#### INPUT RECORDS

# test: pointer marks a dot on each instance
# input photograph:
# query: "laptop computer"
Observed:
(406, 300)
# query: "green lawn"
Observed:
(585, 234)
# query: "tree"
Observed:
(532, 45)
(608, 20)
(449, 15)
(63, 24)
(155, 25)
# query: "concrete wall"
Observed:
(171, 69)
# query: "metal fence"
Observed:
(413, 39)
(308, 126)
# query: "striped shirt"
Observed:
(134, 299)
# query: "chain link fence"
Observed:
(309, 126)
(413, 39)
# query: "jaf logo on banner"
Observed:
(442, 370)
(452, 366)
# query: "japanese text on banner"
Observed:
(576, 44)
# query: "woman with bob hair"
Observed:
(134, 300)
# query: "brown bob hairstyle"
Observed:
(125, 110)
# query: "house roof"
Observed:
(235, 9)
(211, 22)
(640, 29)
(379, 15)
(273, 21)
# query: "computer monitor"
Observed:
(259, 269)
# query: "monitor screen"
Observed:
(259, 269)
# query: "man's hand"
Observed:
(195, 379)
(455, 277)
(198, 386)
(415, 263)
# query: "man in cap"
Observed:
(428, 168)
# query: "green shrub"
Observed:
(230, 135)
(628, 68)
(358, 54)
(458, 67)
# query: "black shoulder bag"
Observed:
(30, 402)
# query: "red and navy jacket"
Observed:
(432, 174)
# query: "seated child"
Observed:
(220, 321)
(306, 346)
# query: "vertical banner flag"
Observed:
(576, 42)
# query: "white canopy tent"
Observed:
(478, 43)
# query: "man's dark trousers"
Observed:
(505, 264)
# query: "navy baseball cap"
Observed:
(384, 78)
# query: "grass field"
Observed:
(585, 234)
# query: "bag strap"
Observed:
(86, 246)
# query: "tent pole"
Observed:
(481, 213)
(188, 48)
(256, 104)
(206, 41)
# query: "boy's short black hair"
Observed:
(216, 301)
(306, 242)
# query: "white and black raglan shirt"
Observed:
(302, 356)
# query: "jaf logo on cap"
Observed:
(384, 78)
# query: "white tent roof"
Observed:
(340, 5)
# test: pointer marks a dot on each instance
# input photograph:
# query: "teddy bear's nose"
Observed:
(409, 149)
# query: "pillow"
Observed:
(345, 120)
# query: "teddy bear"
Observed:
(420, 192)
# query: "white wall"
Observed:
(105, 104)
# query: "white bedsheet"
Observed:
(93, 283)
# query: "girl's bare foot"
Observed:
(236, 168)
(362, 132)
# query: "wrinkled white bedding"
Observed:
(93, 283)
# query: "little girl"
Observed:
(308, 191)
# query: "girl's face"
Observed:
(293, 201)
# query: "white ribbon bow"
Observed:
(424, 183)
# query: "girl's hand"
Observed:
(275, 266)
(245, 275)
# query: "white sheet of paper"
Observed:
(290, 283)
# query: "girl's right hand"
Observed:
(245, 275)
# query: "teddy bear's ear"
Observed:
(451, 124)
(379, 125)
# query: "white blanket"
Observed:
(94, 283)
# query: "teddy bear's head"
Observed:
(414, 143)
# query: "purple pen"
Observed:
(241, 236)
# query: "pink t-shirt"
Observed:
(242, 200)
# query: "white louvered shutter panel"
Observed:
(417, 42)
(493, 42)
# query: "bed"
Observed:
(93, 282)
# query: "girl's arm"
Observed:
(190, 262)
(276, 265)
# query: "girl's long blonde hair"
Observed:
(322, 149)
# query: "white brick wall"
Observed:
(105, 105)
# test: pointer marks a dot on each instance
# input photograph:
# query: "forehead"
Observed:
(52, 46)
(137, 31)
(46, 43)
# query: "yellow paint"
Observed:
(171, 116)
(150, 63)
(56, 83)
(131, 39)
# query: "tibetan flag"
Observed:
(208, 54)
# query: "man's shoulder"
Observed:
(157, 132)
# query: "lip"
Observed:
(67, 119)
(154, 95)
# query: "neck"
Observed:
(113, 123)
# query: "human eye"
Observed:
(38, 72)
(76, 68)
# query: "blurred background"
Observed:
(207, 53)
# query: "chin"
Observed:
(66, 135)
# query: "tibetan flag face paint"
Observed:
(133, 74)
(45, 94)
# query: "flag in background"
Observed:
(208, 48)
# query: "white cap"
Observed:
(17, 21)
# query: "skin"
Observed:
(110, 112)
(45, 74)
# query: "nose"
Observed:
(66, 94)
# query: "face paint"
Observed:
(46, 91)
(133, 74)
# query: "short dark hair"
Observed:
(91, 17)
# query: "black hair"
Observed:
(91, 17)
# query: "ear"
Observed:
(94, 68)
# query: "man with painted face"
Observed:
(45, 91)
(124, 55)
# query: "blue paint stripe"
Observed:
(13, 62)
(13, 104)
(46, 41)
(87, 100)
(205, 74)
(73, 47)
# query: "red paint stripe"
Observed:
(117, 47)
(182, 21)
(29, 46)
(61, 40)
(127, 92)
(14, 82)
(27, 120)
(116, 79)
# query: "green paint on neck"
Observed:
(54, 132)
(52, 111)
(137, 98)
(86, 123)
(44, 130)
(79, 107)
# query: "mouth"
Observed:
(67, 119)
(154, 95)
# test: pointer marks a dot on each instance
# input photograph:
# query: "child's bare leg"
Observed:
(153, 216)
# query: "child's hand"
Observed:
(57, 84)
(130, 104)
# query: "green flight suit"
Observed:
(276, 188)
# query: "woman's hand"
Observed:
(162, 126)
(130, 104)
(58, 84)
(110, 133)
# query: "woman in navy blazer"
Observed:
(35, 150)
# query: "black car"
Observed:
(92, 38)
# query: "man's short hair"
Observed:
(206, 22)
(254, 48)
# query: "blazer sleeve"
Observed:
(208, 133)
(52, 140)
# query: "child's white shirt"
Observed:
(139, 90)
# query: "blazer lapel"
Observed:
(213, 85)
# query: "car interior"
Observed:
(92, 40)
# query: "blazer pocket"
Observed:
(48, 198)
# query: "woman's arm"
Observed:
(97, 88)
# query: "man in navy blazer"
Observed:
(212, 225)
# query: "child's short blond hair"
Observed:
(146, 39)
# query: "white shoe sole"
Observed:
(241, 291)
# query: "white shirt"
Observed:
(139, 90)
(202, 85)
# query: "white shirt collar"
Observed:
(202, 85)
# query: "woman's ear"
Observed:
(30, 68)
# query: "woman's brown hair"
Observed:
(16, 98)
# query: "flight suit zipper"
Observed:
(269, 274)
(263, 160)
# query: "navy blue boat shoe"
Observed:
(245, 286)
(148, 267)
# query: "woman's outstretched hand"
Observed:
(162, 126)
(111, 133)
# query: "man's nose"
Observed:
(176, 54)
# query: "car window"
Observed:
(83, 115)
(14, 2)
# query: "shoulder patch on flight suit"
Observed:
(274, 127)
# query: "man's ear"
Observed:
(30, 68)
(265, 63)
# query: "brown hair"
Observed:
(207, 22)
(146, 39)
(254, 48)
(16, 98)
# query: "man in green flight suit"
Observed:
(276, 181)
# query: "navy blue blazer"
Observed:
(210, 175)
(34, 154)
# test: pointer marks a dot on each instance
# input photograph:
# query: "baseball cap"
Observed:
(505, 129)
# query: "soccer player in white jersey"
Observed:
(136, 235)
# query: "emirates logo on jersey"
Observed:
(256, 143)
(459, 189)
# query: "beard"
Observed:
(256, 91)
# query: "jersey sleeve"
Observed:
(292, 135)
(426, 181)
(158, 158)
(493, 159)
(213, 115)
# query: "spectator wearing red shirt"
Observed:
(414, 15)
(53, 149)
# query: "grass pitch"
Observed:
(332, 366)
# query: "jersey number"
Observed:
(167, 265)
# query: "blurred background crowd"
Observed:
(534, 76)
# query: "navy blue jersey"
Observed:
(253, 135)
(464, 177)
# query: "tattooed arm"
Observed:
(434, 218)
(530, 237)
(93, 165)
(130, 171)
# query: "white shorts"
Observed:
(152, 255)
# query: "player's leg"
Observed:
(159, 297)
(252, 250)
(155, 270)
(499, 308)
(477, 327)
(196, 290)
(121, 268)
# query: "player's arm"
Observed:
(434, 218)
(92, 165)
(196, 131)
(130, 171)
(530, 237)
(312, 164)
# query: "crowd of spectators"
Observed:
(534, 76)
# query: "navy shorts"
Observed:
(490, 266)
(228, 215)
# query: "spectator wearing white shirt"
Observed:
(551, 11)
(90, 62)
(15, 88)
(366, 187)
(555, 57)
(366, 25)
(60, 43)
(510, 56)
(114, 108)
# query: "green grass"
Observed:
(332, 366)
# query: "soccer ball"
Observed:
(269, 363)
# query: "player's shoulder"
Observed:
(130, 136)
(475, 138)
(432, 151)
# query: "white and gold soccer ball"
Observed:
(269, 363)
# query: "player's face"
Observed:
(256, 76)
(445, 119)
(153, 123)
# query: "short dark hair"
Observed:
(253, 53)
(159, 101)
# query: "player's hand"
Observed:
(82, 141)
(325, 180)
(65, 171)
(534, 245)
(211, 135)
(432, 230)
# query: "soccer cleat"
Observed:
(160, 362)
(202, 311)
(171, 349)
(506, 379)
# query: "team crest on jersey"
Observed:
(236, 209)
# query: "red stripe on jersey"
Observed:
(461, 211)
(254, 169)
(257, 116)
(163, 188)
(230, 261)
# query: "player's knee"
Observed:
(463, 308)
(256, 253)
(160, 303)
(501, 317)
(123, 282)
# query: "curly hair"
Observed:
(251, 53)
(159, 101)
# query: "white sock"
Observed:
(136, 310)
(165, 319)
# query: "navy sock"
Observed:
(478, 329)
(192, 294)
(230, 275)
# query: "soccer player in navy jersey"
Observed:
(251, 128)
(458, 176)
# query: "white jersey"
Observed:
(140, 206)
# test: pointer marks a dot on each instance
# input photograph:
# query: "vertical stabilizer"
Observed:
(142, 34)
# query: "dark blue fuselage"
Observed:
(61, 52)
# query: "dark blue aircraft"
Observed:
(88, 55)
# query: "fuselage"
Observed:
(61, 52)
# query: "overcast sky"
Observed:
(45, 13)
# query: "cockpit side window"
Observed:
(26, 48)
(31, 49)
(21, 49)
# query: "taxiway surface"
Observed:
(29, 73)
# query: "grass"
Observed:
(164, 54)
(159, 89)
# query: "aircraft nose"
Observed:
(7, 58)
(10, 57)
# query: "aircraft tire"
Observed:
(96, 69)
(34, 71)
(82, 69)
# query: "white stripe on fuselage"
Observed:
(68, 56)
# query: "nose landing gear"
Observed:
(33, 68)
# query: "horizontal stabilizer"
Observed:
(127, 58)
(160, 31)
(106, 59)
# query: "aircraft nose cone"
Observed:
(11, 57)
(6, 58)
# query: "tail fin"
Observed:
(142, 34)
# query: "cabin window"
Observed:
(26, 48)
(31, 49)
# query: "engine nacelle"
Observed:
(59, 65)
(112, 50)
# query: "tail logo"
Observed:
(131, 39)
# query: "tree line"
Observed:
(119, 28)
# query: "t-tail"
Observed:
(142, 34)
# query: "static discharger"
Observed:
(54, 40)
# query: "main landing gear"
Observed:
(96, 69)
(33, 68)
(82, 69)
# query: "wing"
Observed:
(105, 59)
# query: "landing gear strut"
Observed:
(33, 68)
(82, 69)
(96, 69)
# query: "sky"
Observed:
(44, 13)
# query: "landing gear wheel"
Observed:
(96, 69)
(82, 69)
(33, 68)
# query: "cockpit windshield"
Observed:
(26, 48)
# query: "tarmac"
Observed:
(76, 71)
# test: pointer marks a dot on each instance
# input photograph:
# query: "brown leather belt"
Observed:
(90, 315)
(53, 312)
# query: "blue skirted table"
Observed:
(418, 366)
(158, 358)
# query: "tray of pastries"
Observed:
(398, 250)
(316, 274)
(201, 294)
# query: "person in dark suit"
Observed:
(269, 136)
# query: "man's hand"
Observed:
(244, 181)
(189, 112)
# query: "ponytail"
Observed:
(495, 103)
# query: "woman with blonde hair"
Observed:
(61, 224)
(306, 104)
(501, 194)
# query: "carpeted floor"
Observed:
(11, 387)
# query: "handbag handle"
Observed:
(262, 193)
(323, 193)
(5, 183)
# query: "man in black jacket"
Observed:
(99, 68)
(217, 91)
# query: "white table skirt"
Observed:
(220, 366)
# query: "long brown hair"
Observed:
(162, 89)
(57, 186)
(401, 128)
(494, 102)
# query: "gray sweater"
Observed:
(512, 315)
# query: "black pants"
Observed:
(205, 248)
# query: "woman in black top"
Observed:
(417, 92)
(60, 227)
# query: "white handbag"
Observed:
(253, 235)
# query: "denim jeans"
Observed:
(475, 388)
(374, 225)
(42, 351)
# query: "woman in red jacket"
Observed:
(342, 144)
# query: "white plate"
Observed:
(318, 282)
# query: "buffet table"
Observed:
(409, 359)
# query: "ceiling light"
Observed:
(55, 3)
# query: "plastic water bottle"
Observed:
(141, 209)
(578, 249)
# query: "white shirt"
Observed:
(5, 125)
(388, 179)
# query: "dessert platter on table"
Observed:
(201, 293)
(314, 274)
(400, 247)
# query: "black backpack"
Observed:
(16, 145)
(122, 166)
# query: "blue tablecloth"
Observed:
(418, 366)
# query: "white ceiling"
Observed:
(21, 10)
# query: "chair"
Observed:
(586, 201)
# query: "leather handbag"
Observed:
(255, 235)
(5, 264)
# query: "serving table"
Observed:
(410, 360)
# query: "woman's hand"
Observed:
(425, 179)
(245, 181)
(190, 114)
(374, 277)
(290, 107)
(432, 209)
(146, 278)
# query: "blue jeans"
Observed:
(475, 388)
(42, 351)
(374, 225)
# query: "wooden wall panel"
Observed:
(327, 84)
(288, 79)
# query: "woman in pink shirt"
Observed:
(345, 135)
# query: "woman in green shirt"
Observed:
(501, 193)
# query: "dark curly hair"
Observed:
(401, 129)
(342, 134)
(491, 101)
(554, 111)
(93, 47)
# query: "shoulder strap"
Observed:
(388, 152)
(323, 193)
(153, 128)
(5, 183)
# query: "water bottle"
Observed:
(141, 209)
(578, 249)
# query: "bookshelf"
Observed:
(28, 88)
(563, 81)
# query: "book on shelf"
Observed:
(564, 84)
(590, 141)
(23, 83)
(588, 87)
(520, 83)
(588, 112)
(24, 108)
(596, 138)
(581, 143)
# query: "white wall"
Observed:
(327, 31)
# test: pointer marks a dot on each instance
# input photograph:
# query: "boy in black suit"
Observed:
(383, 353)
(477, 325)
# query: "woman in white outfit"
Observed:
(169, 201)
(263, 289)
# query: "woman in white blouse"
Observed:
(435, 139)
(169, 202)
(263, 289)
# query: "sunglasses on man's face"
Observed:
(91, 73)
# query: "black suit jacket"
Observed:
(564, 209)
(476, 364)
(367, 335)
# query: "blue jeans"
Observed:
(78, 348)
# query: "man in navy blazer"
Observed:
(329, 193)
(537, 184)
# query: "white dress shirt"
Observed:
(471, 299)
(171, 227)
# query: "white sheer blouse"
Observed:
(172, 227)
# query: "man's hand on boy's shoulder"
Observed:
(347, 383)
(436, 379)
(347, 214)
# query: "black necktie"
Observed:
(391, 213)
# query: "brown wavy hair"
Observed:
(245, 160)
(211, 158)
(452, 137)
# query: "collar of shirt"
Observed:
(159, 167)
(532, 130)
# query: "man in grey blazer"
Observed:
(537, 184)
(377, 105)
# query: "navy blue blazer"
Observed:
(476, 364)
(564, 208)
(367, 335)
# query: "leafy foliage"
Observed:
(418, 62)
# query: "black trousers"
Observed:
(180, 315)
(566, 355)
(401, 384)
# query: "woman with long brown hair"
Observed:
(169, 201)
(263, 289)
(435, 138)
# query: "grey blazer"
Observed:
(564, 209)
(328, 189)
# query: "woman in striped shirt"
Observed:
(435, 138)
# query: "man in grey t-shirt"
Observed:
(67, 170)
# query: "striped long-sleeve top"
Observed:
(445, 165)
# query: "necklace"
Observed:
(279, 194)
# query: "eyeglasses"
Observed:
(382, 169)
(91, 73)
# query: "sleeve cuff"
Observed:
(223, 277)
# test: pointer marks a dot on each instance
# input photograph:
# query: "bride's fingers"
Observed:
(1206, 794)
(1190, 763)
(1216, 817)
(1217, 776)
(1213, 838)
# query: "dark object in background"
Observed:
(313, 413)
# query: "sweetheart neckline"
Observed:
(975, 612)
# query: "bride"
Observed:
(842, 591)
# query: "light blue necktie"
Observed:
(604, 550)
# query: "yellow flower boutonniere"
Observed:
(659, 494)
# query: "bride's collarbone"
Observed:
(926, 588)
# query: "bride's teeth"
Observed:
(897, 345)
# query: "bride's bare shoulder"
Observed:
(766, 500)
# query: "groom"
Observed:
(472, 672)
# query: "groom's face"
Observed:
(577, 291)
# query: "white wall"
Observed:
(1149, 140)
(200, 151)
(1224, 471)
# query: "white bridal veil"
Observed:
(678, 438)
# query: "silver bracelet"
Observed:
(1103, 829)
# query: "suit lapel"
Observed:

########

> [EXERCISE OBJECTIVE]: Where does "with" appear in the records above? Copy each line that holds it.

> [SOLUTION TO THIS TASK]:
# query: "woman with bob hair"
# query: "man with painted face"
# query: "woman with blonde hair"
# query: "woman with long brown hair"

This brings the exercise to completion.